━━━━━ EXCERPTED PASSAGE ━━━━━
Zulip Chat Archive

Stream: general

Topic: Feasibility of DAG extraction and Proof Compression in Lean


ta-32 (Mar 16 2025 at 21:07):

Hello. I'm just getting started learning Lean, and had a random thought about the feasibility of extracting proof graphs from Lean code or merging or compressing Lean proofs.

https://en.wikipedia.org/wiki/Proof_compression

Even though I realize this is a very hard problem, ny insight on the topic would be appreciated.

Quang Dao (Mar 17 2025 at 02:32):

If you are happy with computational compression (i.e. the compression may fail to preserve soundness of a theorem up to some very small error, say 2^{-128}), then you can apply what's known as a SNARK (succinct non-interactive argument of knowledge) to compress Lean proofs. The new proof is essentially claiming "I know a Lean proof for this Lean theorem," and can be as short as a few hundred bytes. See this paper for more info

ta-32 (Mar 17 2025 at 02:51):

Interesting! Thanks for the link.
━━━━━ DATA ENTRIES ━━━━━
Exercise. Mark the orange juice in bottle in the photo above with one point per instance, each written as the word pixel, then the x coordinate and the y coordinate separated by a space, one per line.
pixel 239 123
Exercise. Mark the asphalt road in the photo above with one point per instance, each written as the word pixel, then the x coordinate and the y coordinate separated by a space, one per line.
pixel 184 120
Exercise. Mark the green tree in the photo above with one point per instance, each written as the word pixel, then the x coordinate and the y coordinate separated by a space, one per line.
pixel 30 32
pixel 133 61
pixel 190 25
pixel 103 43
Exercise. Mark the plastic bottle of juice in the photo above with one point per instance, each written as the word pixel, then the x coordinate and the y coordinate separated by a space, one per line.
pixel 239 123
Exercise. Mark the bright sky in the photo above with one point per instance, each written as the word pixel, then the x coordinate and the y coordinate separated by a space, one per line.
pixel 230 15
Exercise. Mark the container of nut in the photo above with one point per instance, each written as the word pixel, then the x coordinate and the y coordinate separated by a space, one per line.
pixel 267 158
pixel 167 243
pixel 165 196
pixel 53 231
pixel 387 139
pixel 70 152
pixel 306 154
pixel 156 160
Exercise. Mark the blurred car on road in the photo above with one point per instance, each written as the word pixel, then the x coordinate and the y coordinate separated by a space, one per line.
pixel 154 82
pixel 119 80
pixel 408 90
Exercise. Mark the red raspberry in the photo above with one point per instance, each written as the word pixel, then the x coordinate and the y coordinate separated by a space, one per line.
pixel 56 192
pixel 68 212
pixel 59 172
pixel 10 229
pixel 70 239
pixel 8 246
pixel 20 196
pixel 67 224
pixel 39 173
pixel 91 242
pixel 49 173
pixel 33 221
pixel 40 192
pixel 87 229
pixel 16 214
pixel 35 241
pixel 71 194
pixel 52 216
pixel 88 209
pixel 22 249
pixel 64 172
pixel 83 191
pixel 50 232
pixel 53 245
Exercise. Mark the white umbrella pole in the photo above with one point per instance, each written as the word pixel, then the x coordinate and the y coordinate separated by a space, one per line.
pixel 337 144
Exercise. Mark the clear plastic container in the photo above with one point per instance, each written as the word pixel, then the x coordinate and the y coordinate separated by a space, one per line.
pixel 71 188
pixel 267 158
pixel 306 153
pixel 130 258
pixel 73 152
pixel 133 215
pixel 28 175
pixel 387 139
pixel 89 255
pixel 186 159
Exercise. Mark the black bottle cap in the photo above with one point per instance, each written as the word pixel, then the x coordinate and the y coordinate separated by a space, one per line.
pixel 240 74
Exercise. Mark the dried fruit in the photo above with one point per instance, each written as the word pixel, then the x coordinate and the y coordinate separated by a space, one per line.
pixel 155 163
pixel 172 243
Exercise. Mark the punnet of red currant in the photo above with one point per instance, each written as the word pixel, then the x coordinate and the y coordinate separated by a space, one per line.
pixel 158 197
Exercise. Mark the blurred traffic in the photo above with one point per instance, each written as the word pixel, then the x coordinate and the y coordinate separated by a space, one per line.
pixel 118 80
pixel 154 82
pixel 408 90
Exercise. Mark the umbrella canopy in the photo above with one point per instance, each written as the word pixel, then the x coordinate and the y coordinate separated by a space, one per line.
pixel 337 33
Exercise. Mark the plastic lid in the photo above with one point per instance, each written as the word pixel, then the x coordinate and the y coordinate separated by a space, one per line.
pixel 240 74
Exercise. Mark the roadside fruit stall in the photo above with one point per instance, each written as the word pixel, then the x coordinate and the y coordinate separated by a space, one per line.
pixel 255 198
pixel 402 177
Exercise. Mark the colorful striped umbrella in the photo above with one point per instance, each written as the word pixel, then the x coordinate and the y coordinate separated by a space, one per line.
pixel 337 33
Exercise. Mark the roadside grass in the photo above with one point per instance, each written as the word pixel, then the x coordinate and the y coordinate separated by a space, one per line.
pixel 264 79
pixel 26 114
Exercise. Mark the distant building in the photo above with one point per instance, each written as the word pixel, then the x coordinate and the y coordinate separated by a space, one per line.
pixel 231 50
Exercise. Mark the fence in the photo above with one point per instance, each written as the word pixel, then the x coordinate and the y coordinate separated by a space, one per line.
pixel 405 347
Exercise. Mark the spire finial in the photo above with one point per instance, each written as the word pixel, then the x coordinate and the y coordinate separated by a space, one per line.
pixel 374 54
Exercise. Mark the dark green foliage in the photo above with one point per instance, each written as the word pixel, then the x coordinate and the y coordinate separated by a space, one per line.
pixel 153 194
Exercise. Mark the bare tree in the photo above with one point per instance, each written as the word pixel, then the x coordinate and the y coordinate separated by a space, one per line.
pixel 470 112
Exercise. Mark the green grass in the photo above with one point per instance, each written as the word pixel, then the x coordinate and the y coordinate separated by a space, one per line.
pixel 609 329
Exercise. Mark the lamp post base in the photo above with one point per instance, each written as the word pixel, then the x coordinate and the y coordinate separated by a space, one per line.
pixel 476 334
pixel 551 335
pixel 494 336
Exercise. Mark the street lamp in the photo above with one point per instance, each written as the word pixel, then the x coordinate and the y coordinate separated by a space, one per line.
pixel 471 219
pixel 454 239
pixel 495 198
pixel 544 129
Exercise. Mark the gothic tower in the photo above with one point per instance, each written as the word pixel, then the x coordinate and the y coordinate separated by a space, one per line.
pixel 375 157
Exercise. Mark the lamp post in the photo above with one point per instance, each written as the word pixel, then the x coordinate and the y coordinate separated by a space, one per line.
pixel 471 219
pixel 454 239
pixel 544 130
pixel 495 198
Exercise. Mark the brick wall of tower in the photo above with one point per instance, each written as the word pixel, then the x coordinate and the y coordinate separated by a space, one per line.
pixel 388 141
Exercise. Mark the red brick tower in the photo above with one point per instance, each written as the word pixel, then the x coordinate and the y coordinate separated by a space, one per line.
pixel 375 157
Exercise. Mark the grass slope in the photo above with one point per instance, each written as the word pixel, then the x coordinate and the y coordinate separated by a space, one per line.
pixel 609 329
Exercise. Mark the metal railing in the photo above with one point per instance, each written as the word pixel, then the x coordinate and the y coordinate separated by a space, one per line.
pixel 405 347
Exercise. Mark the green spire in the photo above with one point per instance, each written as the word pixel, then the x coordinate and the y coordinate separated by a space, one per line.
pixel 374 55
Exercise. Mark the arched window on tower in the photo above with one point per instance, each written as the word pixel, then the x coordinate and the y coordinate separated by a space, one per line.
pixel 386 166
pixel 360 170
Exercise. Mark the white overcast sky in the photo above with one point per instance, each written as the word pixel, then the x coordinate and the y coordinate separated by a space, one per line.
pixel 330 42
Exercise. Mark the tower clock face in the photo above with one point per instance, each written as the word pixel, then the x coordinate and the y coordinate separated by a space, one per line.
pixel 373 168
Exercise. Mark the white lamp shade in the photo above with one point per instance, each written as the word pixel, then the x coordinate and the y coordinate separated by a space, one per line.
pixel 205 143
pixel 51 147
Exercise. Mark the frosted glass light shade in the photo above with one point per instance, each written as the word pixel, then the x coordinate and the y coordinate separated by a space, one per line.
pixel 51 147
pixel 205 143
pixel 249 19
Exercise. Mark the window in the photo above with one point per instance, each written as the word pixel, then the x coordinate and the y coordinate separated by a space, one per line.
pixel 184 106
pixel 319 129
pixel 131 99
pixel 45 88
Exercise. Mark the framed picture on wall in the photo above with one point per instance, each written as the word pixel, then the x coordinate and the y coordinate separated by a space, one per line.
━━━━━
WORK TO DO:
(1) Answer these questions about the chat archive, one per line.
(a) In which stream does the topic appear?
(b) What does the abbreviation SNARK stand for?
(c) How short can the new proof produced by a SNARK be?
(2) Edit the chat archive by writing out the part between "Stream: general" and "compressing Lean proofs.", inclusive, with "random thought" changed to "passing thought".

ANSWER LIST:
(1)
(a) general
(b) succinct non-interactive argument of knowledge
(c) as short as a few hundred bytes

(2)
Stream: general

Topic: Feasibility of DAG extraction and Proof Compression in Lean


ta-32 (Mar 16 2025 at 21:07):

Hello. I'm just getting started learning Lean, and had a passing thought about the feasibility of extracting proof graphs from Lean code or merging or compressing Lean proofs.